- Task to carry out
Transcribe the data below verbatim from the line with "226, row 376." to the line with "228, row 174.". Include both of those lines.

(Collected data)
★ ★ ★ ★ ★

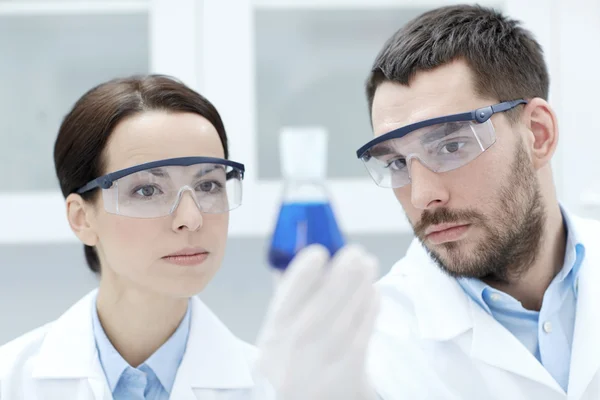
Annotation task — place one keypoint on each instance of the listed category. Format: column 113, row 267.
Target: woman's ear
column 80, row 215
column 541, row 122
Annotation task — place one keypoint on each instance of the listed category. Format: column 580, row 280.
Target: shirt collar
column 164, row 362
column 481, row 292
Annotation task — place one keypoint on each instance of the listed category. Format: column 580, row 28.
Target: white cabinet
column 272, row 63
column 265, row 64
column 54, row 51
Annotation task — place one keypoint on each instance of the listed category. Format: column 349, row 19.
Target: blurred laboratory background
column 266, row 65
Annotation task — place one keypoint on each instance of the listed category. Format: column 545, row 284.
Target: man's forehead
column 444, row 90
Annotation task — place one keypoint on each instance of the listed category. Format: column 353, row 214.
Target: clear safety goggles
column 440, row 144
column 155, row 189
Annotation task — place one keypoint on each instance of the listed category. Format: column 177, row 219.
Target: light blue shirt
column 154, row 379
column 547, row 334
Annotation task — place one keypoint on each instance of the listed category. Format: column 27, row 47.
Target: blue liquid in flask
column 301, row 224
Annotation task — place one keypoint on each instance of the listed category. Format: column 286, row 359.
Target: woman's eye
column 210, row 186
column 148, row 191
column 451, row 147
column 397, row 164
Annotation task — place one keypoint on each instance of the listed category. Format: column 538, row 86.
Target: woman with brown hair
column 143, row 165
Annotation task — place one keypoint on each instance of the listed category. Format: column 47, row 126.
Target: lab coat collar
column 214, row 357
column 450, row 313
column 585, row 354
column 441, row 306
column 68, row 350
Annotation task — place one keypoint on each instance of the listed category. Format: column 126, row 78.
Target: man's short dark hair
column 506, row 61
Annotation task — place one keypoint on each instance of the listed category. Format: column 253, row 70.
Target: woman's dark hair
column 85, row 130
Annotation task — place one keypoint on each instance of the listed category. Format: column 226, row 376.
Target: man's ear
column 81, row 219
column 542, row 138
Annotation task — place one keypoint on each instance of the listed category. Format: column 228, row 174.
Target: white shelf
column 369, row 4
column 41, row 217
column 42, row 8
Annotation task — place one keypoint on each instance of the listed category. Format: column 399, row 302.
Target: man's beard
column 512, row 234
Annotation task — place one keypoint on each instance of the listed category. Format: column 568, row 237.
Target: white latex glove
column 315, row 337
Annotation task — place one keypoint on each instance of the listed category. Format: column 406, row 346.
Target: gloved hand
column 314, row 341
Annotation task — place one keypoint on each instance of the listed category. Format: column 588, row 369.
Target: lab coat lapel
column 214, row 365
column 67, row 366
column 495, row 345
column 450, row 312
column 585, row 354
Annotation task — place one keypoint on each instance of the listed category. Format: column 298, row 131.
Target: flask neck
column 305, row 191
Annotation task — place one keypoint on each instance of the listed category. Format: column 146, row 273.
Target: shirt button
column 495, row 297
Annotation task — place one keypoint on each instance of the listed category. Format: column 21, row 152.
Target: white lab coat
column 433, row 342
column 59, row 361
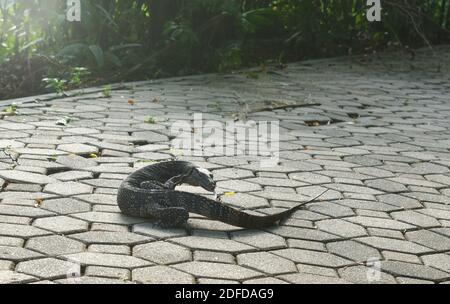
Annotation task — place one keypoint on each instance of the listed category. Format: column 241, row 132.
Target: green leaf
column 98, row 55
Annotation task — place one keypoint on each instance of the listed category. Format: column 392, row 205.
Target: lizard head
column 200, row 177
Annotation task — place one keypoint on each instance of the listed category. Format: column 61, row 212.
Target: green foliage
column 107, row 91
column 57, row 85
column 138, row 39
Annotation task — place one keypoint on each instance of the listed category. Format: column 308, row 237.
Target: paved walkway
column 377, row 135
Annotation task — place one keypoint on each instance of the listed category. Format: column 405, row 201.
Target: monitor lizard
column 150, row 193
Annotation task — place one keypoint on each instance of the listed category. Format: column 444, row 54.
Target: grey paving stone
column 215, row 281
column 149, row 229
column 25, row 177
column 365, row 275
column 22, row 187
column 317, row 270
column 17, row 253
column 415, row 218
column 92, row 280
column 101, row 199
column 108, row 218
column 55, row 245
column 49, row 268
column 215, row 257
column 440, row 261
column 212, row 244
column 161, row 275
column 313, row 257
column 244, row 200
column 266, row 262
column 218, row 270
column 429, row 239
column 162, row 253
column 6, row 265
column 353, row 251
column 110, row 237
column 108, row 272
column 75, row 162
column 72, row 176
column 238, row 186
column 305, row 278
column 11, row 241
column 403, row 257
column 386, row 185
column 65, row 206
column 341, row 228
column 380, row 223
column 24, row 211
column 12, row 277
column 394, row 245
column 80, row 149
column 259, row 239
column 114, row 249
column 68, row 188
column 106, row 259
column 61, row 224
column 408, row 281
column 265, row 281
column 21, row 231
column 310, row 178
column 413, row 270
column 386, row 233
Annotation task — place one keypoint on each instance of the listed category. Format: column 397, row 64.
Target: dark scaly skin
column 150, row 193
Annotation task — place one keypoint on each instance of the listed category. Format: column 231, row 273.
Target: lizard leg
column 174, row 181
column 150, row 185
column 173, row 217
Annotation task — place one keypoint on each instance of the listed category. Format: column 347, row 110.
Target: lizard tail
column 219, row 211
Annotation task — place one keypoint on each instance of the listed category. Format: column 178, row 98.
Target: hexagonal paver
column 259, row 239
column 106, row 259
column 26, row 177
column 213, row 244
column 68, row 188
column 413, row 270
column 354, row 251
column 341, row 228
column 394, row 245
column 266, row 262
column 109, row 218
column 162, row 253
column 78, row 149
column 429, row 239
column 440, row 261
column 12, row 277
column 416, row 218
column 217, row 270
column 305, row 278
column 61, row 224
column 21, row 231
column 65, row 206
column 312, row 257
column 55, row 245
column 49, row 268
column 161, row 275
column 17, row 253
column 109, row 237
column 365, row 275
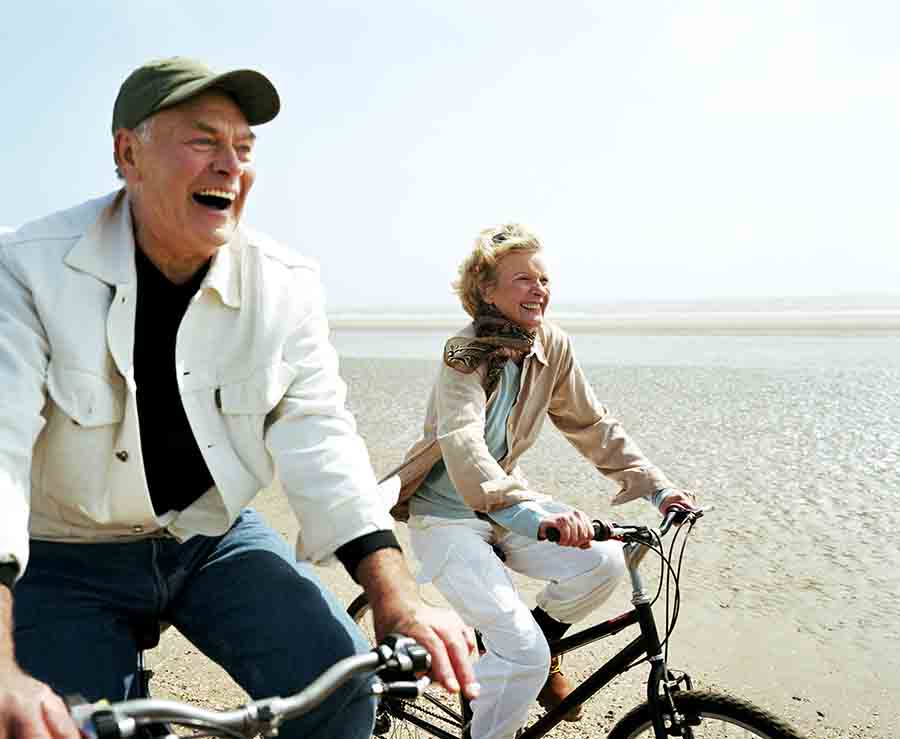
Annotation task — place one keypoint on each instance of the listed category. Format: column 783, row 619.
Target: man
column 159, row 364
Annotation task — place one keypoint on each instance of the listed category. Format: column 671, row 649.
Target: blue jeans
column 241, row 598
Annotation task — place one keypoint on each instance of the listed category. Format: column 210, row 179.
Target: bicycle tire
column 710, row 716
column 401, row 717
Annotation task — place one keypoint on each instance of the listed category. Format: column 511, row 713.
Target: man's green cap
column 163, row 83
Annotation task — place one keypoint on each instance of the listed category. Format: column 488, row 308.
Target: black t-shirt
column 176, row 472
column 175, row 469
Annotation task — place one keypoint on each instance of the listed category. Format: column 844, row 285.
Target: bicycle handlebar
column 606, row 530
column 396, row 656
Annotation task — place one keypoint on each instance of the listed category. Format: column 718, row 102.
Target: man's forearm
column 390, row 587
column 7, row 652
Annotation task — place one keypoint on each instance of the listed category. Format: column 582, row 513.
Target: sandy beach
column 790, row 584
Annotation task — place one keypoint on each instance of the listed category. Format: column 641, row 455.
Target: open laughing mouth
column 217, row 199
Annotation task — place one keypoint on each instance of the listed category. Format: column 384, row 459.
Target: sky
column 661, row 150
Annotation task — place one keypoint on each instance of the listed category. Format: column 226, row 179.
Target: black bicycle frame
column 646, row 643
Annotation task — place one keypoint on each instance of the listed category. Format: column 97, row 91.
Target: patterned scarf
column 497, row 340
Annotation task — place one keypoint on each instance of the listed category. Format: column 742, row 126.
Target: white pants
column 456, row 556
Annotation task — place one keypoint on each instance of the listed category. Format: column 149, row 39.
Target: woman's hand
column 575, row 528
column 682, row 498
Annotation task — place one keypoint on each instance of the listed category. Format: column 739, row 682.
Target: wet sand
column 791, row 583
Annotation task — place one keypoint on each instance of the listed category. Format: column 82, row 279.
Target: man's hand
column 397, row 608
column 682, row 498
column 31, row 710
column 28, row 708
column 575, row 528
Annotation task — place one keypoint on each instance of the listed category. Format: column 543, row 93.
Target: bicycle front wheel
column 433, row 714
column 708, row 716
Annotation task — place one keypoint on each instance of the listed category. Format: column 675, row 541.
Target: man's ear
column 124, row 144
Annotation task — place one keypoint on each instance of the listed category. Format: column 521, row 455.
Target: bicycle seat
column 146, row 631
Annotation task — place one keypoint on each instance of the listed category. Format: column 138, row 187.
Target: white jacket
column 257, row 375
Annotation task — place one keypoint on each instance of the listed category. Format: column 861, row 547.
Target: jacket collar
column 537, row 348
column 106, row 251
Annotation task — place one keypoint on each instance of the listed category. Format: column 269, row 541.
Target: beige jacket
column 257, row 376
column 552, row 385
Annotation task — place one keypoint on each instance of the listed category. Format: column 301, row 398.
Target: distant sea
column 761, row 333
column 791, row 437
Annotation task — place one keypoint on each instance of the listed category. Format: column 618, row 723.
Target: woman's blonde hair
column 479, row 269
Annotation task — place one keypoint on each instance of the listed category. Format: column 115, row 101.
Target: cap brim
column 254, row 94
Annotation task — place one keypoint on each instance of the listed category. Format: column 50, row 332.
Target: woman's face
column 522, row 290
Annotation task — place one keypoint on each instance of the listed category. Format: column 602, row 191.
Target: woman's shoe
column 557, row 687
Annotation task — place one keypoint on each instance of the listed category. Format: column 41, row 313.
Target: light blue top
column 437, row 496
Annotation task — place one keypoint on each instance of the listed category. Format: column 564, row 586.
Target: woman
column 465, row 496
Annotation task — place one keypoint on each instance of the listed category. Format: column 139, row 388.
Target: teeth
column 218, row 194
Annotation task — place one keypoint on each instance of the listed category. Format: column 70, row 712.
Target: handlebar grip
column 602, row 532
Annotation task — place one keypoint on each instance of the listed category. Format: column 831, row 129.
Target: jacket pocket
column 257, row 394
column 88, row 399
column 76, row 447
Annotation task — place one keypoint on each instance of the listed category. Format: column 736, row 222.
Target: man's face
column 190, row 176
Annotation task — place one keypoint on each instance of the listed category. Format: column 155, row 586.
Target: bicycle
column 672, row 708
column 397, row 660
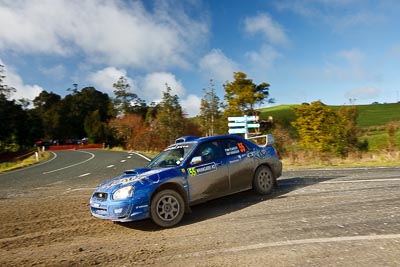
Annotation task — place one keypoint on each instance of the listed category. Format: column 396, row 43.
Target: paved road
column 71, row 169
column 348, row 217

★ ★ ★ ★ ★

- Written response
Annotation task — place one keypoint on each instance of the listed category. Format: column 226, row 376.
Target: man's ear
column 81, row 219
column 542, row 138
Annotation task — place one keypoint on each instance of the listed category. Format: column 228, row 174.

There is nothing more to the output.